▼▼▼

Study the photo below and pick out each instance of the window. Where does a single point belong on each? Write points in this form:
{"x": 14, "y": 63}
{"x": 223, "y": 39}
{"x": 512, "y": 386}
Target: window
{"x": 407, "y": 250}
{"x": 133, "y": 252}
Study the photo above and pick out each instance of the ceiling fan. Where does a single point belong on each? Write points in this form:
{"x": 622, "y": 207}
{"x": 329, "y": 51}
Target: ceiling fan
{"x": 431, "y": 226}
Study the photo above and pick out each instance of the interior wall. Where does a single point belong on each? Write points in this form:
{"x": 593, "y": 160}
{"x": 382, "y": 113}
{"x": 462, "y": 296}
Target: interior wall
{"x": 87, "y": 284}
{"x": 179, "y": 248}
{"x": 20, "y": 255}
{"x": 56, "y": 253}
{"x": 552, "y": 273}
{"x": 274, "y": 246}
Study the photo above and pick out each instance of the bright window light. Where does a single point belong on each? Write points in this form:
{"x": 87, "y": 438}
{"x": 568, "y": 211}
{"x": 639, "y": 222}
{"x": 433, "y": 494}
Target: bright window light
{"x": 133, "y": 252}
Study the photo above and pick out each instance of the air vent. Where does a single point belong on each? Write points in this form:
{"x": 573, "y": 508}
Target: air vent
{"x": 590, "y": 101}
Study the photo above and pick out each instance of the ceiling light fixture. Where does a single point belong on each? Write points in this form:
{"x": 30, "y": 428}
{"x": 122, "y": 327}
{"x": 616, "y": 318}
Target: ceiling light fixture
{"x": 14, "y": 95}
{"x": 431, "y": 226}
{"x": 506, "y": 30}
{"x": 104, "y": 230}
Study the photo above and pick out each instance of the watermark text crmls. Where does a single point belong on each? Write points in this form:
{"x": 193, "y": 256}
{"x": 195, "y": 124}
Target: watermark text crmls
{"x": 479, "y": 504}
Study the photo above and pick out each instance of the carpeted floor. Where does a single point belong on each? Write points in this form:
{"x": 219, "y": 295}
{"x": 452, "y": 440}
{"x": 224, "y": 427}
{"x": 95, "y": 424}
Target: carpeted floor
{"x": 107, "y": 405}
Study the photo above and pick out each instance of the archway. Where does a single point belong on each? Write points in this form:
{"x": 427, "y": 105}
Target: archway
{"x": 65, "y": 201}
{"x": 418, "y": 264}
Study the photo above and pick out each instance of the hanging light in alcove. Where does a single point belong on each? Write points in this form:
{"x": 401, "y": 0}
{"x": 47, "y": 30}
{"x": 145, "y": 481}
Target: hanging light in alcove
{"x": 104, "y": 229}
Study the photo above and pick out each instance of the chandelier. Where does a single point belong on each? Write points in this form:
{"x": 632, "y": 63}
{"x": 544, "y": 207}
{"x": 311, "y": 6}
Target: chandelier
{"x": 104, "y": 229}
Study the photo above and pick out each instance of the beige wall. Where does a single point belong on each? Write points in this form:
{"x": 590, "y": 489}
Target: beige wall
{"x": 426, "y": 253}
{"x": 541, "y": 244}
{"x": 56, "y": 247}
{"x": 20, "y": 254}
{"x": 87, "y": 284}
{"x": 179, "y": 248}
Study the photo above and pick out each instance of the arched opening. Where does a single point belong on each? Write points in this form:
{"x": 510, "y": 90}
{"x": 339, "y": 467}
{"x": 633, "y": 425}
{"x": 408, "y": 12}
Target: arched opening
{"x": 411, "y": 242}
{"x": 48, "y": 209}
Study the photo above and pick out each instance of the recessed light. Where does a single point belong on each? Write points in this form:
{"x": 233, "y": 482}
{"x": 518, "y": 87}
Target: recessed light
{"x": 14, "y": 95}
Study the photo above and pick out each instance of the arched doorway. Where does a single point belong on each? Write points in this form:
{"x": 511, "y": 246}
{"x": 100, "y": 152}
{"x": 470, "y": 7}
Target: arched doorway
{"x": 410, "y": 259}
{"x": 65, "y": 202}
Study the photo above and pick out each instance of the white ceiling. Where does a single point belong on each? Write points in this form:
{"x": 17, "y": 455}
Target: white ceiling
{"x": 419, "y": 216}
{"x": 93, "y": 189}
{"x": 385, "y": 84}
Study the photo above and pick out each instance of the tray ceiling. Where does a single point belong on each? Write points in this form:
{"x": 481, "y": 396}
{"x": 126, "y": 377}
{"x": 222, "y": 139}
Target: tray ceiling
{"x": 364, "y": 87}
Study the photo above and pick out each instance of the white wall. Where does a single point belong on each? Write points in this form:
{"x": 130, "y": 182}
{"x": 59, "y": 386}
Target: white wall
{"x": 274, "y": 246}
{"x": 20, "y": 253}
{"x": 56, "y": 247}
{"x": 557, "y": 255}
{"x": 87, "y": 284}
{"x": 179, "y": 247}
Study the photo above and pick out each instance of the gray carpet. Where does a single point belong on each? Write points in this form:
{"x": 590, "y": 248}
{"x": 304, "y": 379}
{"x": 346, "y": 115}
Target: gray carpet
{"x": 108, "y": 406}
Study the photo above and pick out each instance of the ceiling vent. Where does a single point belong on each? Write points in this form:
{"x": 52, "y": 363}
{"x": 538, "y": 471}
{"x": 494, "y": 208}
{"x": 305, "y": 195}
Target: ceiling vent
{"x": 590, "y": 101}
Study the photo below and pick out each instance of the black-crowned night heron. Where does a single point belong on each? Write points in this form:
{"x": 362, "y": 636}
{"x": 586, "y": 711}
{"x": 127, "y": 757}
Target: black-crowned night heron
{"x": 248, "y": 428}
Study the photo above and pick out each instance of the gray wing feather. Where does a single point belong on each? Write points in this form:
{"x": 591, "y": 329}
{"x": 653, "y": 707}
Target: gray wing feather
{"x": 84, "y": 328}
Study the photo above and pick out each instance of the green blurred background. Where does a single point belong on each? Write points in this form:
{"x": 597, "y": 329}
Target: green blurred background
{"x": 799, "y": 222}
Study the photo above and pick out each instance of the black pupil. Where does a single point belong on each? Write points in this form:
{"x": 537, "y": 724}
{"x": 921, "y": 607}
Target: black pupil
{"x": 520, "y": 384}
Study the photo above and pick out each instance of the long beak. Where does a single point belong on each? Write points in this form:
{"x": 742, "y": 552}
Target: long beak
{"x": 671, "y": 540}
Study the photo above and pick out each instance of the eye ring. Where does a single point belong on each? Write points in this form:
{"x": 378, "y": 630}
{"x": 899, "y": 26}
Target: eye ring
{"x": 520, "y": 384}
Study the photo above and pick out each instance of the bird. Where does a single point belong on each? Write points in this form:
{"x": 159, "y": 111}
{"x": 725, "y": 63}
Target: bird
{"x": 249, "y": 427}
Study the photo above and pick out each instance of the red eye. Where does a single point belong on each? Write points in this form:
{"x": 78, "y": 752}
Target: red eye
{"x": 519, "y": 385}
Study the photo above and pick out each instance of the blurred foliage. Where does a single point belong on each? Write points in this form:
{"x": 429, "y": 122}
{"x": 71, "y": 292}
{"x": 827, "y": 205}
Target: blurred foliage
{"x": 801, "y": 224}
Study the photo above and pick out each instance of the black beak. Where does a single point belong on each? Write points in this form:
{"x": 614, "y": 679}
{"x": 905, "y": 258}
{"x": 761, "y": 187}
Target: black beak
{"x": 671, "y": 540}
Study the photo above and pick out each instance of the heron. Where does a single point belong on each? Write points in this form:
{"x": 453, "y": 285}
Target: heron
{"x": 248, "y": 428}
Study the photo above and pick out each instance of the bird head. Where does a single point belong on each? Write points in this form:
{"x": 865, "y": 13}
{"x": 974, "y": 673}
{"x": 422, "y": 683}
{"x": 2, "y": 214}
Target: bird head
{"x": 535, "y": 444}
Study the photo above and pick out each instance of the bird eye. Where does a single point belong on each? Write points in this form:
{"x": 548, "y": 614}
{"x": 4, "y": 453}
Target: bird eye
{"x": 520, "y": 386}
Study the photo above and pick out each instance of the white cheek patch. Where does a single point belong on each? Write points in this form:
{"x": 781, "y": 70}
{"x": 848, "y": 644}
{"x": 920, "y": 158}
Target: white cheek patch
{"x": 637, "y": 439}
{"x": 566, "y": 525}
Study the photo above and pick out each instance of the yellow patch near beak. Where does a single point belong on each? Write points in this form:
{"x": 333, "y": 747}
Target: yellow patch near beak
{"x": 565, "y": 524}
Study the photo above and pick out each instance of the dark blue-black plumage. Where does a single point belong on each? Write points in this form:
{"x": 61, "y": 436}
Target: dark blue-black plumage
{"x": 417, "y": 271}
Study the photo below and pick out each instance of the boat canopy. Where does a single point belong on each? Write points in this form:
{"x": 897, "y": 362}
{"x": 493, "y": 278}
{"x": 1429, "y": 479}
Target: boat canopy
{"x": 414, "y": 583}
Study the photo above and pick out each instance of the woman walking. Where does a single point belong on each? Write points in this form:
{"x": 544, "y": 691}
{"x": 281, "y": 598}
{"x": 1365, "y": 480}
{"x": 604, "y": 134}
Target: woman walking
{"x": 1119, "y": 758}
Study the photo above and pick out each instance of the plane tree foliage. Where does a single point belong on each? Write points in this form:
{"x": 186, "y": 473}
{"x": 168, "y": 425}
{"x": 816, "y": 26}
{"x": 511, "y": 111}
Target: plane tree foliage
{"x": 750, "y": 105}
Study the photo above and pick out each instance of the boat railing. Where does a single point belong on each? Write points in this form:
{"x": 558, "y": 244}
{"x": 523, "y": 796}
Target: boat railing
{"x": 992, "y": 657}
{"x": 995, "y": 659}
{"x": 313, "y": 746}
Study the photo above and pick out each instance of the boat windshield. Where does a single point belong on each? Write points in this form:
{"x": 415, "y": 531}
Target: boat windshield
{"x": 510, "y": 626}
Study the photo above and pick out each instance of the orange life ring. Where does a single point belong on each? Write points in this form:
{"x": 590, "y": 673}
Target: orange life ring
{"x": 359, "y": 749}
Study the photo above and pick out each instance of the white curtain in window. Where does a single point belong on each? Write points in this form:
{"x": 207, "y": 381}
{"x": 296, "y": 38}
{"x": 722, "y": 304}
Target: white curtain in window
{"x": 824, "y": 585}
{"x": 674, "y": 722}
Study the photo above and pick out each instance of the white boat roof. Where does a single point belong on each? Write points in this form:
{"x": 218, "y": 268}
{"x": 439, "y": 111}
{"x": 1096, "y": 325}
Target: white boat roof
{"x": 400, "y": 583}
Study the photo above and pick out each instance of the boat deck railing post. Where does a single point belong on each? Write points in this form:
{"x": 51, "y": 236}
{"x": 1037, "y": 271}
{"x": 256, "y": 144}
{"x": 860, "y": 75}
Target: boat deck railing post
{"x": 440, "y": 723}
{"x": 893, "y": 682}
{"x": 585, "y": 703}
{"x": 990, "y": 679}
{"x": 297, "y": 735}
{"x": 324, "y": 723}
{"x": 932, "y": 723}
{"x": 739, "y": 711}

▲▲▲

## EXERCISE DIRECTIONS
Repeat the records verbatim, from the line containing "the white boat" through the last line of the records, inclusive.

## COMPLETE RESPONSE
Study the photo above and pick out each instance of the white boat roof. Where does a single point belong on each? Write points in this form:
{"x": 218, "y": 268}
{"x": 439, "y": 111}
{"x": 1096, "y": 325}
Target: white boat roof
{"x": 400, "y": 583}
Study the photo above and pick out each instance of the boat deck railing post. Where does a single point belong on each? Write points in this form:
{"x": 51, "y": 236}
{"x": 1037, "y": 271}
{"x": 256, "y": 144}
{"x": 860, "y": 75}
Target: boat deck railing post
{"x": 440, "y": 723}
{"x": 893, "y": 682}
{"x": 585, "y": 703}
{"x": 990, "y": 679}
{"x": 297, "y": 735}
{"x": 324, "y": 723}
{"x": 932, "y": 723}
{"x": 739, "y": 711}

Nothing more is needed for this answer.